>> Start

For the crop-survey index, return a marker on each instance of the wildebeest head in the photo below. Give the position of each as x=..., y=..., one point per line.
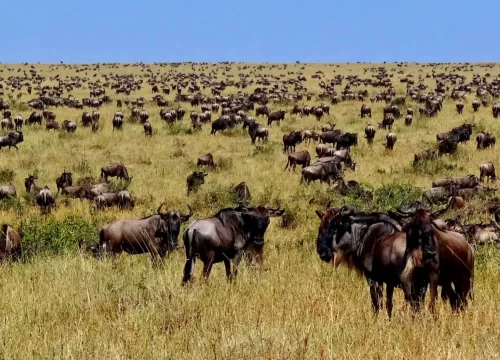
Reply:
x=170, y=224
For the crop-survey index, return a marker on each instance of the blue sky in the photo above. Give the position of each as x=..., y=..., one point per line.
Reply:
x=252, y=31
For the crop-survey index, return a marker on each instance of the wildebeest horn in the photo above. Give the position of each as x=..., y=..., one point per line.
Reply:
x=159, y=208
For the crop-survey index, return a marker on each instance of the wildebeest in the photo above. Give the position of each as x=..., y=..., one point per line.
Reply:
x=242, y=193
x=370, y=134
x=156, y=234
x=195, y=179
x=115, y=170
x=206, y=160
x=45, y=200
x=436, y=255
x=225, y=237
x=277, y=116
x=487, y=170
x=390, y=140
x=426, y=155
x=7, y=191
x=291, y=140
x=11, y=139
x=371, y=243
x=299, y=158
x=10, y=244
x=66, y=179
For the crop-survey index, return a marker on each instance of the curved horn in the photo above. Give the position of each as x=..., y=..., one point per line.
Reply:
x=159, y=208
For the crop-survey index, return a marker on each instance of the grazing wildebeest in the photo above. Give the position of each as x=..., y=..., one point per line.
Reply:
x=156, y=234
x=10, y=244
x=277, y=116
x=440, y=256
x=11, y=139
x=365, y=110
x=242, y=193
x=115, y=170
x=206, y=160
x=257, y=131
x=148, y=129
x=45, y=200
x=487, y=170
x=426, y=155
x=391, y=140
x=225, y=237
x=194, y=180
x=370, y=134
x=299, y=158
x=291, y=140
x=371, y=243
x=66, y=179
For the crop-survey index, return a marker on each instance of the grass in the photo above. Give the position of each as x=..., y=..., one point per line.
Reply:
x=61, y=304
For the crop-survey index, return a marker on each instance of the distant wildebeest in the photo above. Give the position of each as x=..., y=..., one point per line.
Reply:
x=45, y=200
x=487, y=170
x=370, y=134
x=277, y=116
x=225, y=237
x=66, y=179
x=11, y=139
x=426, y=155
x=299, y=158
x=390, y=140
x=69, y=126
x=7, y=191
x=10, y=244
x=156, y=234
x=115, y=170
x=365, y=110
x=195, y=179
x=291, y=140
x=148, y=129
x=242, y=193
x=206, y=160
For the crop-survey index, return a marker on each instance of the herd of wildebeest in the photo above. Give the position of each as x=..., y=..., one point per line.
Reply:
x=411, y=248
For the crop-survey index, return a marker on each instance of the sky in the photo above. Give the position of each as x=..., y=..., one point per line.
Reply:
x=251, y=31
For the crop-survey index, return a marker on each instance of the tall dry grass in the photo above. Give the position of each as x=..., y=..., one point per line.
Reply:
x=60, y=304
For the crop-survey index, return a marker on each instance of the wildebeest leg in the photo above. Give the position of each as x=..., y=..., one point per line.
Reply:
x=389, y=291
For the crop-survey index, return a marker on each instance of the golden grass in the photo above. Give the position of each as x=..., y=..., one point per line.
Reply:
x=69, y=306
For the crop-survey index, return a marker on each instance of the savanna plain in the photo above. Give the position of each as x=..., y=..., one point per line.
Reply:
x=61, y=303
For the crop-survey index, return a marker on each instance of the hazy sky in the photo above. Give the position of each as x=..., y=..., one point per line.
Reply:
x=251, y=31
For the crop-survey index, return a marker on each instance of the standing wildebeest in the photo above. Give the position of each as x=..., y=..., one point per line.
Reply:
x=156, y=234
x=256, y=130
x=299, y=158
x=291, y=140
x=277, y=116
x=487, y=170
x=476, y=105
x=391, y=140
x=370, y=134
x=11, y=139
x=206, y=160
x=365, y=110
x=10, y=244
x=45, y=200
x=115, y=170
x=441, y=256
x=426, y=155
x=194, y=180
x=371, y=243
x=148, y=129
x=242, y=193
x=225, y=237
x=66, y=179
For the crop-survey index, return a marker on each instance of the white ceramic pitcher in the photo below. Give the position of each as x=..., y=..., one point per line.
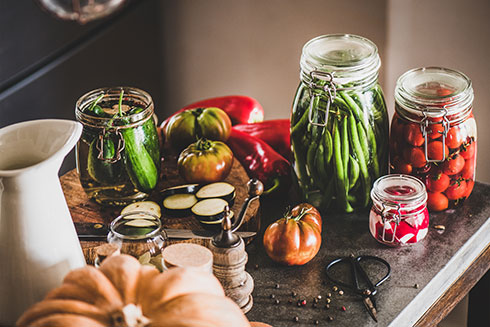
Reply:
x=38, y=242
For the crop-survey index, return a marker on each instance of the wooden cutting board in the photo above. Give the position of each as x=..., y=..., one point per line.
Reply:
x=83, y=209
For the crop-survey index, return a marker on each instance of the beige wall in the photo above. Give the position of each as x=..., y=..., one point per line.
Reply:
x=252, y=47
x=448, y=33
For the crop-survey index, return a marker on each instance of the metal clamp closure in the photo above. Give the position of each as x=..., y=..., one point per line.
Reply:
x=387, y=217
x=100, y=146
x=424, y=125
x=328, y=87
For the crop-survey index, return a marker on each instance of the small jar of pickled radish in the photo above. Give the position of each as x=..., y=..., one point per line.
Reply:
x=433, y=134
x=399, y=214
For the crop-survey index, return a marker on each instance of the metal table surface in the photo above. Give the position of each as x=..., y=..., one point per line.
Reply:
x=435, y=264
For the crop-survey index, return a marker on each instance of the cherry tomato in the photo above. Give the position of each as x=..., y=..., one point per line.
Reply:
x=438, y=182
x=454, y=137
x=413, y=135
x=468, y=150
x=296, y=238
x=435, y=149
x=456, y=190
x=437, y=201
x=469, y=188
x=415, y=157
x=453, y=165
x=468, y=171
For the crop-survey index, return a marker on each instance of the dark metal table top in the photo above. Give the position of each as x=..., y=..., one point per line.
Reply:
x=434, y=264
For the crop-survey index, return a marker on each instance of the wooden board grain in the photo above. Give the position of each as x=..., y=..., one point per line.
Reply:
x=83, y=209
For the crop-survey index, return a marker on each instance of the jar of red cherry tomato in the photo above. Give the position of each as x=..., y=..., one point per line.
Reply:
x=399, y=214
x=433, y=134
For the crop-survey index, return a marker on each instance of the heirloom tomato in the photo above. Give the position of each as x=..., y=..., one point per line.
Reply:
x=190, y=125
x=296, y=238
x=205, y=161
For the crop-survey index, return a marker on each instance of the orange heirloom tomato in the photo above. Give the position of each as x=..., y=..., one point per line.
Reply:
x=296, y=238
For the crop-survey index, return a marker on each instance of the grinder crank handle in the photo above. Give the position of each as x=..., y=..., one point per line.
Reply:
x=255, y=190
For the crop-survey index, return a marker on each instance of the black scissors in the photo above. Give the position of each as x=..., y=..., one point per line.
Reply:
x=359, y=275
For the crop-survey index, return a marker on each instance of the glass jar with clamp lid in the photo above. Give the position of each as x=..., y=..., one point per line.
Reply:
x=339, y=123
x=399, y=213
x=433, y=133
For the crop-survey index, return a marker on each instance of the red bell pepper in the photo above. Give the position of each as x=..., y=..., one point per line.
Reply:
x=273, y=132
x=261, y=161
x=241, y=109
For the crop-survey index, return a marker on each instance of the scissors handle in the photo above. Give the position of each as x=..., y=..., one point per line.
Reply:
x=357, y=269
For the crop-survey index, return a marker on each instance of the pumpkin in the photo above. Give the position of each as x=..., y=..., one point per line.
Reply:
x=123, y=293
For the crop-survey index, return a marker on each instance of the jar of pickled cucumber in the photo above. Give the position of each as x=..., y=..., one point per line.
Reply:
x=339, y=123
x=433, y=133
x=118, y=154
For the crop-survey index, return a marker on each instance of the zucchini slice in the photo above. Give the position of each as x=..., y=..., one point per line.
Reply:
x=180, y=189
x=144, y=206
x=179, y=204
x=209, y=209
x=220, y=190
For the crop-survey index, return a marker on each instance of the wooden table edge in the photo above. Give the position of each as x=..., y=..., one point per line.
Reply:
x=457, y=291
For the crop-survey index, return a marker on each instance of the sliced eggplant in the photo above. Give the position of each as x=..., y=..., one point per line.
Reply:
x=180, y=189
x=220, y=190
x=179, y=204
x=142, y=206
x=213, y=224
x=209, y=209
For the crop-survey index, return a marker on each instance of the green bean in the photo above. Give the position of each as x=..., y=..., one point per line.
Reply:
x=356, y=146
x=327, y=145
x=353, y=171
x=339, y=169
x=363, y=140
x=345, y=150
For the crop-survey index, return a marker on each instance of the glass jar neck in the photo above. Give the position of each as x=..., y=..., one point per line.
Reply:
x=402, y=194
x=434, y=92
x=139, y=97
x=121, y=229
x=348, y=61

>> End
>> Start

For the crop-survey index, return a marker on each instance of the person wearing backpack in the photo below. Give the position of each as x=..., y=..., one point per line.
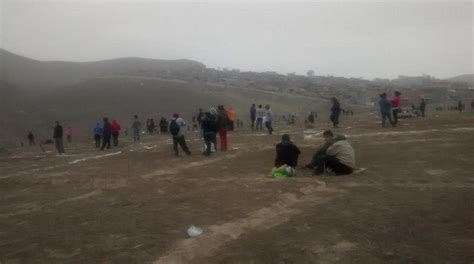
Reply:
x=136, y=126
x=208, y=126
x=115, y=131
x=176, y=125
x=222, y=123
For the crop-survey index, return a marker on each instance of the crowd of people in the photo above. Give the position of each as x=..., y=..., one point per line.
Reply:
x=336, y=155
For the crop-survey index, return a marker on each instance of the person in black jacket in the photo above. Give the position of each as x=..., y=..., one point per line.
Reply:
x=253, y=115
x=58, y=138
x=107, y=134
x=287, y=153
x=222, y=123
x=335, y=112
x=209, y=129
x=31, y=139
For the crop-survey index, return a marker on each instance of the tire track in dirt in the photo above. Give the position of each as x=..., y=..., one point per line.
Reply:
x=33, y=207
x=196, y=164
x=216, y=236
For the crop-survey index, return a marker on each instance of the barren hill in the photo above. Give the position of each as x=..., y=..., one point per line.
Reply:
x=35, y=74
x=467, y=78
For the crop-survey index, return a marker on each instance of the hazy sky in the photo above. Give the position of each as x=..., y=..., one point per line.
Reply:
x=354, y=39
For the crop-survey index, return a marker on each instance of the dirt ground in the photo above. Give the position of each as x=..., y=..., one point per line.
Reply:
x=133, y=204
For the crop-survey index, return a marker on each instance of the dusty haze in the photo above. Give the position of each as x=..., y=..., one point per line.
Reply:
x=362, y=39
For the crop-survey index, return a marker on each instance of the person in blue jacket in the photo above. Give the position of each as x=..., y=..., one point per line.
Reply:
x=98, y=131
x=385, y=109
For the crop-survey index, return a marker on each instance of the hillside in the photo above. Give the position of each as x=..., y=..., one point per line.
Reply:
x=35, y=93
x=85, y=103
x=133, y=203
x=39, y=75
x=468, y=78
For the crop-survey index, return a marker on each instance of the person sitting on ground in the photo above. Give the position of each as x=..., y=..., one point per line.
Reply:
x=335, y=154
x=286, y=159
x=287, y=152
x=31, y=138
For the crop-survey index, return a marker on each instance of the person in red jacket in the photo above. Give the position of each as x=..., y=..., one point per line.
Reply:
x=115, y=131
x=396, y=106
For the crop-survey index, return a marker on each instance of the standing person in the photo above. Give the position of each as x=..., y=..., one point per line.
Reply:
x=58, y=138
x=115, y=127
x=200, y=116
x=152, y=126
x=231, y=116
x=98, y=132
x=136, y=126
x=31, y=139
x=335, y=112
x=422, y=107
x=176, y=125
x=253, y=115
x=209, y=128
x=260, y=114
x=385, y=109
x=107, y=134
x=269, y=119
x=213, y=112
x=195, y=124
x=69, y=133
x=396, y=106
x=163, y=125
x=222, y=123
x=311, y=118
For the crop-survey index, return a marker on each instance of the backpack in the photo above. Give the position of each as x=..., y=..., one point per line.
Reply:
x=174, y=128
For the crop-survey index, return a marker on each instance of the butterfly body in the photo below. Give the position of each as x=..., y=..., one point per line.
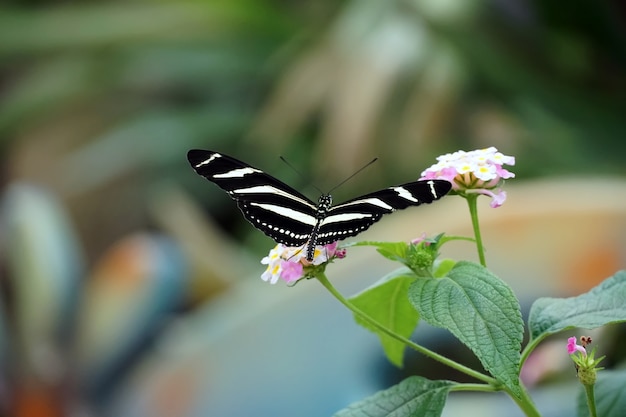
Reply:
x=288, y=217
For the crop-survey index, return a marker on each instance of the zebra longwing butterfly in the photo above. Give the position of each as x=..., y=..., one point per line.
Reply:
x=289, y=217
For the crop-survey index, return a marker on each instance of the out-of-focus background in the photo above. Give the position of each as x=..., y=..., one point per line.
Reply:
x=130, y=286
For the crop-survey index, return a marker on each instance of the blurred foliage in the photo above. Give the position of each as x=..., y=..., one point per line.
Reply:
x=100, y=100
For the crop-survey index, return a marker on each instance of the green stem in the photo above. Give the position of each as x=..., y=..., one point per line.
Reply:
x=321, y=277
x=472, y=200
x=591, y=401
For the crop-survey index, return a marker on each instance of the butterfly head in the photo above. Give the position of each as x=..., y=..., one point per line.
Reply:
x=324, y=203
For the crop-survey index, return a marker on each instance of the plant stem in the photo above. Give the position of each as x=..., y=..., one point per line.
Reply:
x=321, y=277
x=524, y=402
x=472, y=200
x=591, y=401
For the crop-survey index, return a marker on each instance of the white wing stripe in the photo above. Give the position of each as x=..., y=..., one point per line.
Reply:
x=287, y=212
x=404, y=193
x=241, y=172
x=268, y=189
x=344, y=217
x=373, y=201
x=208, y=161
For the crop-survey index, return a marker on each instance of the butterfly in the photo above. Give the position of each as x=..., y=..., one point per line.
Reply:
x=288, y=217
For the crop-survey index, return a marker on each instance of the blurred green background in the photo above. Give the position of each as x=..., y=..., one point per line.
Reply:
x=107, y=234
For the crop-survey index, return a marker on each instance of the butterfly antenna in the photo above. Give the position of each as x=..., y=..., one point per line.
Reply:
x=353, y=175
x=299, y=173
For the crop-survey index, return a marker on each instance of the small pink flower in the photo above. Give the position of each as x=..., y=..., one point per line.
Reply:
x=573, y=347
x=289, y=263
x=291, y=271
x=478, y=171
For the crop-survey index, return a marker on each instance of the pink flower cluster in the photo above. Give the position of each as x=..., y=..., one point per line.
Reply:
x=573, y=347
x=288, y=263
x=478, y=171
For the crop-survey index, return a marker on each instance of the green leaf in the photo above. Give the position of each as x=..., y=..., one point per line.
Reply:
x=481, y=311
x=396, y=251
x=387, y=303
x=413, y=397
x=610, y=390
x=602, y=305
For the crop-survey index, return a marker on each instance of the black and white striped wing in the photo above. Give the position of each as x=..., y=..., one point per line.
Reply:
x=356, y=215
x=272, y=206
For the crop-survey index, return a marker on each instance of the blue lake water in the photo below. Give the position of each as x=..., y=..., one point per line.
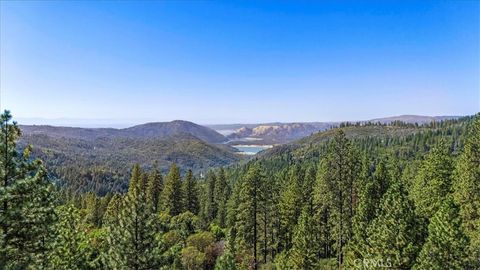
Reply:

>> End

▶ **WHAT THIS TASK INVOLVES**:
Copy out the lines above, starting at the line that contains "the black scissors" and ending at the line that contains "x=357, y=269", both included, with no changes.

▶ **SOLVED EXERCISE**:
For the crop-survey index, return a marker on each instance of the black scissors in the photo above. Give the position of each as x=..., y=..., one point per line.
Reply:
x=359, y=275
For the crop-survey index, return a marker on each instance of the glass jar with clamp lid in the photo above. Give the position of each as x=..., y=..., one point per line.
Reply:
x=339, y=123
x=399, y=213
x=433, y=133
For the crop-survey index, return a marker on each instance of the red bell pepper in the photo above. Give the position of each as x=..., y=..., one point per line.
Reply:
x=273, y=132
x=261, y=161
x=241, y=109
For the crop-survey index, return a marker on each instance of the scissors handle in the photo above. Give the position of each as x=..., y=..., one point per line.
Reply:
x=357, y=269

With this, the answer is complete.